Then $\beta_0$ is the intercept for men and the corresponding slope is $\beta_1$; while for women, the intercept is $\beta_0+\delta_0$ and the slope is $\beta_1 + \delta_1$.

### Testing for Differences in Regression Functions across Groups

Sometimes, we wish to test the null hypothesis that two groups follow the same regression function, against the alternative that one or more of the slopes differ across the groups. In the preceding example, $H_0: \delta_1 = 0$ only says that the *return to* $\text{educ}$ is same for men and women however $H_0:\delta_1 = \delta_0 = 0$ is to say that the *whole model*, is same for that two groups.

Here's a new example. The overall model is

$$\text{GPA} = \beta_0 + \beta_1\cdot \text{SAT} + \beta_2\cdot\text{other} + u$$

Will it be same for men and women? We recast is to

$$\text{GPA} = \beta_0 + \delta_0\cdot\text{female} + \beta_1\cdot \text{SAT} + \delta_1\cdot \text{female} \cdot \text{SAT} + \beta_2\cdot\text{other} + \delta_2\cdot \text{female} \cdot \text{other} + u$$

Here the $\delta$s are the differences of the intercept and slopes between men and women on the corresponding variables. Thus the null hypothesis is $H_0: \delta_0 = \delta_1 = \delta_2 = 0$. If rejected, meaning that one of the $\delta_j$ is different from $0$, then the model is different for men and women.

***
Further, if we assume two groups share the same variance, we'll come to a new way to calculate the $F$ statistics, called the ***Chow statistic***.

For model $\text{GPA} = \beta_{g,0} + \beta_{g,1}x_1 + \cdots+\beta_{g,k}x_k + u$ where $g=1,2$, representing two groups. We would like to test whether the intercept and all slopes are the same across the two groups.

1. Regression the **unrestricted model** separately on two groups, result in $\text{SSR}_1$ and $\text{SSR}_2$.

■ BRIEF A:
Answer these questions from the passage on regression functions across groups:
(i) What is the intercept for women?
(ii) In the GPA example, what is the null hypothesis?
(iii) What is the F statistic called when the two groups are assumed to share the same variance?

■ EXCERPTED DATA:
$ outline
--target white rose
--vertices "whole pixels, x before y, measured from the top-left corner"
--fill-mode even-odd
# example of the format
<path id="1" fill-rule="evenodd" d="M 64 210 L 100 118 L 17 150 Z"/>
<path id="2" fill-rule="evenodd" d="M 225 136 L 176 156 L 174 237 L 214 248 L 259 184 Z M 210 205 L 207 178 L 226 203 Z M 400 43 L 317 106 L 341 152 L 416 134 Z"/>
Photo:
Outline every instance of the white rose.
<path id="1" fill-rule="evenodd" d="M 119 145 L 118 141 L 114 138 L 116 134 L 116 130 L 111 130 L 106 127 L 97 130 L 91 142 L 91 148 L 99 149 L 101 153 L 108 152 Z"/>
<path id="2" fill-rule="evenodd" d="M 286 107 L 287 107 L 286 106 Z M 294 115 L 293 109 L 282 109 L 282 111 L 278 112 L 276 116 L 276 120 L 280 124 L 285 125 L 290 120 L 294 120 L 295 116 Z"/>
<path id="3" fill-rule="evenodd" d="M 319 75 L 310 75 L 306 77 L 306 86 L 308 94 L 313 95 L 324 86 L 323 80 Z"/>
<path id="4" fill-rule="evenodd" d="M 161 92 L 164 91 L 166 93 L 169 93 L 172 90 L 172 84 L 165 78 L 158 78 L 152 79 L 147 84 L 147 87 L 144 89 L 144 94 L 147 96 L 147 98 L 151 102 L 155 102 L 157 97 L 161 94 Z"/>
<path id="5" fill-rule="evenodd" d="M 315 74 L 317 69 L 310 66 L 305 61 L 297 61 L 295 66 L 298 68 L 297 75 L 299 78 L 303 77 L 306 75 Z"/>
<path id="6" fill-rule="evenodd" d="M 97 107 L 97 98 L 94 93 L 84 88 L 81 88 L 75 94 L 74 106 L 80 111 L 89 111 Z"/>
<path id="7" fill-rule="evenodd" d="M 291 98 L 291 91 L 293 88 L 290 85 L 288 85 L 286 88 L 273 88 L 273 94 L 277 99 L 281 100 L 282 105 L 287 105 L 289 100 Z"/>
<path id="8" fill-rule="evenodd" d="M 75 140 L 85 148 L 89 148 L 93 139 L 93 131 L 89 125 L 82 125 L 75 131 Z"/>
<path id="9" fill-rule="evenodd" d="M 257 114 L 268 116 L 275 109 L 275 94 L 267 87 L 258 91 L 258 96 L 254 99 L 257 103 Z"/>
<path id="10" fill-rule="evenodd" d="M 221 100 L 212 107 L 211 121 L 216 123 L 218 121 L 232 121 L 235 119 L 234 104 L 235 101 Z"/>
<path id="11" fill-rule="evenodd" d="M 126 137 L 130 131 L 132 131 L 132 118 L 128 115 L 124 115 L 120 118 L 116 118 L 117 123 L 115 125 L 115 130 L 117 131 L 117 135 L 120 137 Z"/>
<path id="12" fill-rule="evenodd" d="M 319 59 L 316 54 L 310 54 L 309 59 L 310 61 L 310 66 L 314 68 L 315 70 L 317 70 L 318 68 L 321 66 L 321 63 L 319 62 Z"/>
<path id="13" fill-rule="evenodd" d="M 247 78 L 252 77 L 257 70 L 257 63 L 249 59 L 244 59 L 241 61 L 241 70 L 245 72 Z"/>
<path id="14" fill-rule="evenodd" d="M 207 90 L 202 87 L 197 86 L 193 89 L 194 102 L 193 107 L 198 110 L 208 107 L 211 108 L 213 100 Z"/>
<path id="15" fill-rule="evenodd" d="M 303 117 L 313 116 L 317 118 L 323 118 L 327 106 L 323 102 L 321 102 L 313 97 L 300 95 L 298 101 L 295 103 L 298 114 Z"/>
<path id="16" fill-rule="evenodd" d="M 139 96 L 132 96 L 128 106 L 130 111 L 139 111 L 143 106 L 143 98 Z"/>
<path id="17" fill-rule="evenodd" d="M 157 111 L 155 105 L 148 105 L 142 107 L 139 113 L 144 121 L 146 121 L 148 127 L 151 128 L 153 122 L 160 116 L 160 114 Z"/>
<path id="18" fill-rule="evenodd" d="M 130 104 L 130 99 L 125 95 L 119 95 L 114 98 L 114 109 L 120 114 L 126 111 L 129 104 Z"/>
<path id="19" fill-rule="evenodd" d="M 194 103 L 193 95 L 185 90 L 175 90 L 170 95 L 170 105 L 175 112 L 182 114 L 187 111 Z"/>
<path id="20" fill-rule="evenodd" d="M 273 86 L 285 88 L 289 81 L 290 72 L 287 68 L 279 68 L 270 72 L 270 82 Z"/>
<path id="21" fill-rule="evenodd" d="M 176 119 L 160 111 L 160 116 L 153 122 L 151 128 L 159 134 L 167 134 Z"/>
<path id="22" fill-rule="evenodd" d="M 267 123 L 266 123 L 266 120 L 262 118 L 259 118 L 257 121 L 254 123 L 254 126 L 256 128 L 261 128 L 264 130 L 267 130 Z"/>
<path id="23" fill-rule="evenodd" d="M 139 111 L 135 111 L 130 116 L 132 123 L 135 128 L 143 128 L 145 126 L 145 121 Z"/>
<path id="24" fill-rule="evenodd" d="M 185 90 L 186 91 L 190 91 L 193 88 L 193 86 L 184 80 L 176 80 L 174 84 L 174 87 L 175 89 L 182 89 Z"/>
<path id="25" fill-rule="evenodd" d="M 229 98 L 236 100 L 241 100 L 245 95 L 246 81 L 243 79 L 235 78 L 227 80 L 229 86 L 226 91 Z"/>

■ BRIEF B: Echo the lines of the listing from its first line through the line containing "64 210 L 100", with both of those lines included.

■ FULL OUTPUT A:
(i) β₀ + δ₀
(ii) H₀: δ₀ = δ₁ = δ₂ = 0
(iii) The Chow statistic

■ FULL OUTPUT B:
$ outline
--target white rose
--vertices "whole pixels, x before y, measured from the top-left corner"
--fill-mode even-odd
# example of the format
<path id="1" fill-rule="evenodd" d="M 64 210 L 100 118 L 17 150 Z"/>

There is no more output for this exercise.